◆ **EXTRACT TO READ**
BACKGROUND OF THE INVENTION

1. Field of the Invention

The invention relates to an insulated conductor, in more particular, to an insulated conductor with an insulation including a resin composition that comprises mainly a polybutylene naphthalate resin. Also, the invention relates to a method for manufacturing the insulated conductor.

2. Related Art

An insulation formed of a polyvinyl chloride resin (PVC) has been conventionally used. The PVC insulation is high in practical characteristics and low in cost.

However, when incinerating the PVC insulation after being disposed, environmental pollution problem arises which is associated with waste disposal such as generation of gas containing chlorine. Furthermore, in the transportation field such as vehicles, trains or the like, a lighter and thinner electric insulating wire is required to achieve car body lightening and space saving of wiring to seek energy conservation. However, the PVC material is not satisfactory for stimulating weight saving and thinning of wires in respect of flame resistance, heat resistance, abrasion resistance or the like.

As a material other than the PVC, a polyester resin which is a general purpose engineering plastic polymer, especially a polybutylene terephthalate (PBT) resin which is a crystalline polymer, is now used. The PBT resin does not generate gases containing chlorine even when being incinerated, thus, no environmental pollution problem arises which is associated with waste disposal. Furthermore, since it is excellent in heat resistance, abrasion resistance, electrical characteristics, chemical resistance, formability, also excellent in dimension stability due to small water-absorbing property and flame proofing is relatively easy, it is used in a wide range of fields such as an automotive field, an electrical/electronic field, an insulation field, an OA field or the like (for example, see JP-A 2002-343141) Since the PBT resin has the above characteristics, there is a prospect for achieving a weight saving and thinning of the wire while maintaining flame resistance and abrasion resistance. However, in recent years, further improvement in heat resistance and mechanical characteristics is required for the insulation of the electric wire, and it is difficult to achieve by the PBT resin.

◆ **EXERCISE TASKS**
a) In the background on insulated conductors, what resin does the insulation's resin composition mainly comprise?
b) Quote the part of the insulated-conductor background that opens with the words containing "However, when incinerating" and closes with "or the like.".
c) Continue the background on insulated conductors from its last sentence.

◆ **DATA ROWS**
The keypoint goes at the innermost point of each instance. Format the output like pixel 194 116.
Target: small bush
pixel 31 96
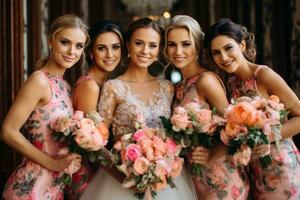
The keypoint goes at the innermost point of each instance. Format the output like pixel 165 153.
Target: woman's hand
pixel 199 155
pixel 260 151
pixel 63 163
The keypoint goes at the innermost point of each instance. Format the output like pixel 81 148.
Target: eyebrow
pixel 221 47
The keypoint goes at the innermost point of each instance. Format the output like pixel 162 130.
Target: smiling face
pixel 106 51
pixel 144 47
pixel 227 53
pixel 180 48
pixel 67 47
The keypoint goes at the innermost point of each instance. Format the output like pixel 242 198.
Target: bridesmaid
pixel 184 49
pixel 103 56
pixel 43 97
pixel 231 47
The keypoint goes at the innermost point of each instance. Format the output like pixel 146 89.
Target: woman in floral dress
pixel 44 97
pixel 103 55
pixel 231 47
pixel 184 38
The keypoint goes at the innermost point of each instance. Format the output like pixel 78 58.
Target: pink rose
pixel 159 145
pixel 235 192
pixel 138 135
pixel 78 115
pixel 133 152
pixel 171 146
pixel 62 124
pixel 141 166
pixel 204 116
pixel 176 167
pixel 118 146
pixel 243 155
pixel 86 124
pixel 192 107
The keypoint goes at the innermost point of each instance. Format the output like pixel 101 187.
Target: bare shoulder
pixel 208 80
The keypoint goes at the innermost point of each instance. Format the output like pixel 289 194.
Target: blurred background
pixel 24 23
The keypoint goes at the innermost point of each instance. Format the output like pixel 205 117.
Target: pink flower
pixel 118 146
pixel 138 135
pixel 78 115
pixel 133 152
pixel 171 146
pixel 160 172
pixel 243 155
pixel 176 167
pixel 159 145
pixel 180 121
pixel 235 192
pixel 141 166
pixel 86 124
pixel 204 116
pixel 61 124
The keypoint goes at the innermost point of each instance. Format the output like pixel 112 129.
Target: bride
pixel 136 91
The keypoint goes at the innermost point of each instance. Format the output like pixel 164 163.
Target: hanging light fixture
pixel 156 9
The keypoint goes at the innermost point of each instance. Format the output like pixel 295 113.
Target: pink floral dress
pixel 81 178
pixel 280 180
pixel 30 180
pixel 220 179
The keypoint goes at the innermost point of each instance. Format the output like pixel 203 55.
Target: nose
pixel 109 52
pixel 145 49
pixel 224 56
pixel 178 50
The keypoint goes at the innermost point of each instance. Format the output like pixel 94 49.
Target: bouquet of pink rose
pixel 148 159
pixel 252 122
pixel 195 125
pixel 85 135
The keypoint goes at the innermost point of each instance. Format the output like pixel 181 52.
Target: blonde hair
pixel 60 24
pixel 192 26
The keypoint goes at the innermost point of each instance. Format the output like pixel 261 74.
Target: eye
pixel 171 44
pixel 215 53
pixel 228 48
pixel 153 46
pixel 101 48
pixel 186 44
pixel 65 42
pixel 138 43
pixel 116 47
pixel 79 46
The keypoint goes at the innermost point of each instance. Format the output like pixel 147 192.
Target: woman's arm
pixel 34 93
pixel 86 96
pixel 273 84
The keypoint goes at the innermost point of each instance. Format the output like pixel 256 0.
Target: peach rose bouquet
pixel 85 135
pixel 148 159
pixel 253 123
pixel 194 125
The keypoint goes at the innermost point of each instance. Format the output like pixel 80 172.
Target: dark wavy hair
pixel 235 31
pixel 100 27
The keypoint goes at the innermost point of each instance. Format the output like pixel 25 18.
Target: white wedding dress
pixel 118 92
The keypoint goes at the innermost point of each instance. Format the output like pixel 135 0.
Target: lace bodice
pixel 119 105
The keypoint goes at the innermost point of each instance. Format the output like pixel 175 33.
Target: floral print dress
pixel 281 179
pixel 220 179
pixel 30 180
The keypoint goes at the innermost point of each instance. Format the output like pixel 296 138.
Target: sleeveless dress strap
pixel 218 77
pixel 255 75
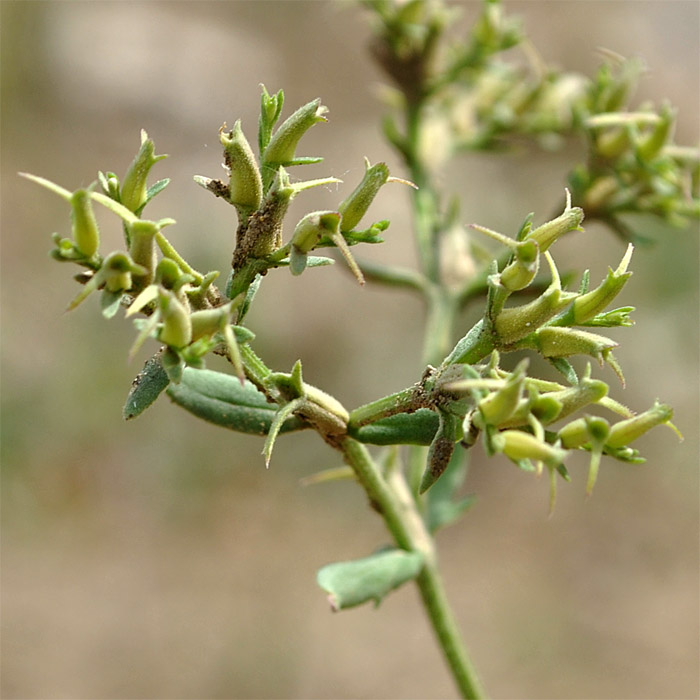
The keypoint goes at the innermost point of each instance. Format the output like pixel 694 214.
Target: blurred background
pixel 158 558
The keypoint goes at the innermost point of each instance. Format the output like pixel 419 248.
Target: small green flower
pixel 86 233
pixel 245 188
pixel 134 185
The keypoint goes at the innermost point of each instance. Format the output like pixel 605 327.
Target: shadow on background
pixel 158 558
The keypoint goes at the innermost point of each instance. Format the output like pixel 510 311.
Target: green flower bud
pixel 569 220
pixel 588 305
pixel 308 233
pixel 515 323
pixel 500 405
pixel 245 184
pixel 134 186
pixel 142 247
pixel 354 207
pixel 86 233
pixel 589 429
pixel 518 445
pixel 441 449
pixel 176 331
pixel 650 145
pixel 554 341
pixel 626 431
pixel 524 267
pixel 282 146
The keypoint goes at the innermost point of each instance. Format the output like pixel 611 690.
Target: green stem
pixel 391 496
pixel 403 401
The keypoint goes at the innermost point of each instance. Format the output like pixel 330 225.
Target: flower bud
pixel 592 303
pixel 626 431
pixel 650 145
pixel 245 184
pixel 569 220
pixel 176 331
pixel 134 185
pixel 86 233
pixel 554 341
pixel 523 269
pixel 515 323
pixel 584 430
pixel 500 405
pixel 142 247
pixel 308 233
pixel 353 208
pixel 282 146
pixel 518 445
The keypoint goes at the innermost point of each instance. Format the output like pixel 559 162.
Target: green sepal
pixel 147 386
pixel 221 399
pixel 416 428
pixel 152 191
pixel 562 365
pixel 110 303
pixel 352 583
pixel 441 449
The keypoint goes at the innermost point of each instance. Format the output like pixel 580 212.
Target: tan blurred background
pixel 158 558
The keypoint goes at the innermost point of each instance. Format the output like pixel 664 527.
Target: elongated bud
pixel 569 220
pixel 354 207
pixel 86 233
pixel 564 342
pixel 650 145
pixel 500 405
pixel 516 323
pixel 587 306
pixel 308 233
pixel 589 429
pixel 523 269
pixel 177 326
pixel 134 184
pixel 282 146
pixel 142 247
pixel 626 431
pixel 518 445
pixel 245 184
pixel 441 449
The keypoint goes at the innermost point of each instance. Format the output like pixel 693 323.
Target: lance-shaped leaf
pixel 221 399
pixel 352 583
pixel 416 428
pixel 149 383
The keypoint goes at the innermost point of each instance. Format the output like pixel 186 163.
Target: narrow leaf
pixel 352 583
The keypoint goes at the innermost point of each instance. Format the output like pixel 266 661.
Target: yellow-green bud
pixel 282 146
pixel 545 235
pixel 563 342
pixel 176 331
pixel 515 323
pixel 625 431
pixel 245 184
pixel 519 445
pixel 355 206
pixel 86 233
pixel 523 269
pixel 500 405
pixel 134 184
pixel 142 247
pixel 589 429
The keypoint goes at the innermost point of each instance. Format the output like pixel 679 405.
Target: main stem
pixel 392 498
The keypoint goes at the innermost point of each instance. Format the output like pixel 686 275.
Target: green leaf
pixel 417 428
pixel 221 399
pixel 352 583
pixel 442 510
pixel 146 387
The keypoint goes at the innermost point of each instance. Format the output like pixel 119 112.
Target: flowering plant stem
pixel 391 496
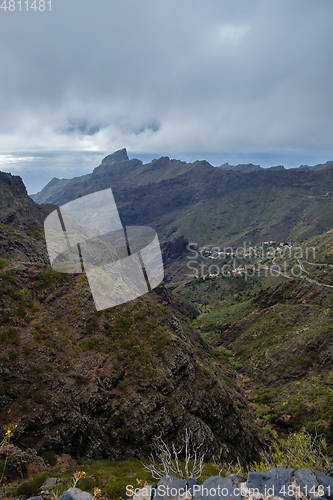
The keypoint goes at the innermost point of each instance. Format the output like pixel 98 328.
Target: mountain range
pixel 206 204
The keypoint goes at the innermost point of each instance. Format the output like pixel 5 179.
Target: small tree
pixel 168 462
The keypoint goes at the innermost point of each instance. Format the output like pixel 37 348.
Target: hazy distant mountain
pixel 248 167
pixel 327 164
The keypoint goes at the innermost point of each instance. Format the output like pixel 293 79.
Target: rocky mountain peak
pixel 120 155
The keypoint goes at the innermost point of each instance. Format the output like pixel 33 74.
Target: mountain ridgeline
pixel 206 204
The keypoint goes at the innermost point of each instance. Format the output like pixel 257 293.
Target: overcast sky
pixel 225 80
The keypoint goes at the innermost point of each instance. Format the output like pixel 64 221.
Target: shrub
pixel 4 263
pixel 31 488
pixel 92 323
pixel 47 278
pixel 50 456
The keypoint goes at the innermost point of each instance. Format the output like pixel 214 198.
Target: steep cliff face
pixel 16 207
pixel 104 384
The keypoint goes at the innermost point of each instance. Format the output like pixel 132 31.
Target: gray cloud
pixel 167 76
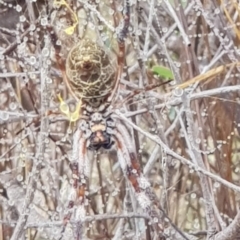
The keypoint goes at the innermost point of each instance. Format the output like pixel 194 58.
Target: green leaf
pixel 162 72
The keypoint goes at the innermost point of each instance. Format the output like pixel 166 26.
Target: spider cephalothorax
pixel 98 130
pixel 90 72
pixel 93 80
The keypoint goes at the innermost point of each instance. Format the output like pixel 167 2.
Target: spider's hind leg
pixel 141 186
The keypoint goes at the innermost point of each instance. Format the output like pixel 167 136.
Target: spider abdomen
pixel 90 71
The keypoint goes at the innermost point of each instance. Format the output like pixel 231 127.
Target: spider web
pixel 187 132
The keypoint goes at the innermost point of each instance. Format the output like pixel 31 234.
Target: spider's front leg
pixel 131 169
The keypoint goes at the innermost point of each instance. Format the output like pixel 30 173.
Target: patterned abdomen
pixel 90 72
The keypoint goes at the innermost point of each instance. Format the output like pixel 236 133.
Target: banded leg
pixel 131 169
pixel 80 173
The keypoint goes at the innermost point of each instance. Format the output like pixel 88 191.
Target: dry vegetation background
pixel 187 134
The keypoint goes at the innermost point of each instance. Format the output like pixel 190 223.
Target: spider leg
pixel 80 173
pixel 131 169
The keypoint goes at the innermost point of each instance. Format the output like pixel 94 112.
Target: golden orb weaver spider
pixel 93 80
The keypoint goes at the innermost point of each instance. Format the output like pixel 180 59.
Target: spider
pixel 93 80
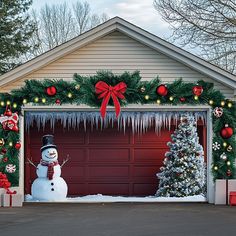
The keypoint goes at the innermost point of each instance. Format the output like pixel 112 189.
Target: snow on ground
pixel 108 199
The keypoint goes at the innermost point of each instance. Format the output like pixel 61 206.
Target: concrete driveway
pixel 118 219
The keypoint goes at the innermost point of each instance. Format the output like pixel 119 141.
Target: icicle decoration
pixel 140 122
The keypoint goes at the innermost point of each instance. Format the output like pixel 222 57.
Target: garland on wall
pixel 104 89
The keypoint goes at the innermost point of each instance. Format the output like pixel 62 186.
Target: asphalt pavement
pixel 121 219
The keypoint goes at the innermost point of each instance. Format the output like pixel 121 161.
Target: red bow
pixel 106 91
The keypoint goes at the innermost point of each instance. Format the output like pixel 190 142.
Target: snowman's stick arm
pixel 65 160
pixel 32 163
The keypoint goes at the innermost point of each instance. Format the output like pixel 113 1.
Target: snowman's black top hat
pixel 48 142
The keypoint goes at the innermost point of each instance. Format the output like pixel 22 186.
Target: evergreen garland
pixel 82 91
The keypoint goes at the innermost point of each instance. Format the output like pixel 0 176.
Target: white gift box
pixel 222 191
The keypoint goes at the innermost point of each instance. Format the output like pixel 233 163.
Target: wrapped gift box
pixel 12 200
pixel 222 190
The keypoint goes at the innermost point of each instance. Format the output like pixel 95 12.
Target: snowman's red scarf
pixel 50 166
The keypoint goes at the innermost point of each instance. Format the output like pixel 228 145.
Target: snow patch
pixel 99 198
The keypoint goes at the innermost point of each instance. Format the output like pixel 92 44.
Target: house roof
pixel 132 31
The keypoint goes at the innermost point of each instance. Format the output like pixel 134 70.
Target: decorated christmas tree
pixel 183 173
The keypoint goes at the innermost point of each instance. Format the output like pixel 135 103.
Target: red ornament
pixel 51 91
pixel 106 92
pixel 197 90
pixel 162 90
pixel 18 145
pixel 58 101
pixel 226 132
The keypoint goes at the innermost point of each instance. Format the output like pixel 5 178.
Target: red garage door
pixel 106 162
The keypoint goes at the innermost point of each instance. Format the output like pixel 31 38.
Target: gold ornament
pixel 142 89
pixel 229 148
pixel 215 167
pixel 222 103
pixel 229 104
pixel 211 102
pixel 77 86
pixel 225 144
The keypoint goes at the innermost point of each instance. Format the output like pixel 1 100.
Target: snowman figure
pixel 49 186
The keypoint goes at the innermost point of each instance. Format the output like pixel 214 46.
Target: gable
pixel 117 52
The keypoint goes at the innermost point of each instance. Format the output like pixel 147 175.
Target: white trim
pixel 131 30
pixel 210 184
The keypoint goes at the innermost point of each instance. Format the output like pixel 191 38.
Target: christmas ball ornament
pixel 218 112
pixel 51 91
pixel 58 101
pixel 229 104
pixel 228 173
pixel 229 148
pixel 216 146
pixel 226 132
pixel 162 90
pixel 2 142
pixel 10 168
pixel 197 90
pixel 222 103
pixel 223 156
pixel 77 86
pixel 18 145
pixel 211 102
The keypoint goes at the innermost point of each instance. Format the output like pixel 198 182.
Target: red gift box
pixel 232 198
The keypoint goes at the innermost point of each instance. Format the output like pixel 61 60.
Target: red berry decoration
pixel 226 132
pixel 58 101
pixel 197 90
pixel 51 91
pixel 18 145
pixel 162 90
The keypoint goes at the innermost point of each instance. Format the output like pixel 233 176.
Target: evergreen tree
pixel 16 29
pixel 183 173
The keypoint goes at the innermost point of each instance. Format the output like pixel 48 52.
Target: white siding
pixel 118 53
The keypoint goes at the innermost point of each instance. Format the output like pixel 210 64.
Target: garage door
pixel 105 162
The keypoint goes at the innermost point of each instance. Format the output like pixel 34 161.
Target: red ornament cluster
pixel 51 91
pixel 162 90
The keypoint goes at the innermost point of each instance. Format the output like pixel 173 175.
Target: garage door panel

◆ **RESULTS OF THE TASKS**
a) A polybutylene naphthalate resin.

b)
However, when incinerating the PVC insulation after being disposed, environmental pollution problem arises which is associated with waste disposal such as generation of gas containing chlorine. Furthermore, in the transportation field such as vehicles, trains or the like, a lighter and thinner electric insulating wire is required to achieve car body lightening and space saving of wiring to seek energy conservation. However, the PVC material is not satisfactory for stimulating weight saving and thinning of wires in respect of flame resistance, heat resistance, abrasion resistance or the like.

c)
Therefore, as an insulating material in which a further improvement in heat resistance and mechanical characteristics can be expected, a polyethylene naphthalate (PEN) resin with a naphthalene skeleton or a polybutylene naphthalate (PBN) is possible. In this regard, JP-A 6-107917 discloses a resin composition using PBN and JP-A 2004-193117 discloses an insulated conductor using PEN or PBN.

Although the PEN resin is excellent in heat resistance and mechanical characteristics, it is not a suitable material as a wire/cable material in respect of flexibility and elongation characteristic as it is very rigid.

The PBT resin has heat resistance mechanical strength more excellent than the PBT resin. Here, sufficient abrasion resistance and tensile elongation characteristics are required for the insulation coating a wire so as to achieve weight saving and thinning of the wire. However, neither of JP-A 6-107917 and JP-A 2004-193117 concretely considers or offers to realize these characteristics.

THE SUMMARY OF THE INVENTION

It is an object of the invention to provide an insulated conductor that can exhibit excellent abrasion resistance and tensile elongation characteristics, and a method for manufacturing the insulated conductor.

(1) According to one embodiment of the invention, an insulated conductor comprises:

a conductor; and

an insulation covering the conductor and comprising a resin composition,

wherein the resin composition comprises more than 60% by weight of polybutylene naphthalate resin.

In the above embodiment (1), the following modifications and changes can be made.

(i) The resin composition further comprises a hydrogenated block copolymer that a block copolymer comprising a styrene and a diene system compound is saturated by hydrogenation, and at least one of a polyolefin and a compound comprising a glycidyl group.

(2) According to another embodiment of the invention, an insulated conductor comprises:

a conductor; and

an insulation covering the conductor and comprising a resin composition,

wherein the resin composition comprises more than 60% and not more than 100% by weight of polybutylene naphthalate resin, 0 to 20% by weight of a hydrogenated block copolymer that a block copolymer comprising a styrene and a diene system compound is saturated by hydrogenation, and 0 to 20% by weight of at least one of a polyolefin and a compound comprising a glycidyl group.

In the above embodiment (1) or (2), the following modifications and changes can be made.

(ii) The hydrogenated block copolymer comprises a PS-polyethylene/butylene-PS triblock copolymer.

(iii) The polyolefin comprises a low-density polyethylene, and

the compound comprising the glycidyl group comprises an ethylene-glycidyl methacrylate copolymer.

(iv) The resin composition further comprises 5 to 40% by weight of a nitrogen-containing compound with respect to 100% by weight of the resin composition.

(v) The insulation comprises a thickness of 0.01 mm to 0.3 mm.

(3) According to another embodiment of the invention, a method for manufacturing an insulated conductor comprises:

forming on the conductor the insulation comprising the resin composition according to claim 1 by extrusion in a range of 290° C. to 310° C.

BRIEF DESCRIPTION OF THE DRAWINGS

Next, the present invention will be explained in more detail in conjunction with appended drawings, wherein:

FIG. 1 shows mixture of resin composition, extrusion temperature and results of evaluation test of each characteristic in embodiments and comparative examples; and

FIG. 2 is an explanatory diagram showing a test method of abrasion resistance.

DESCRIPTION OF THE PREFERRED EMBODIMENTS

Preferred embodiments according to the invention will be explained as below.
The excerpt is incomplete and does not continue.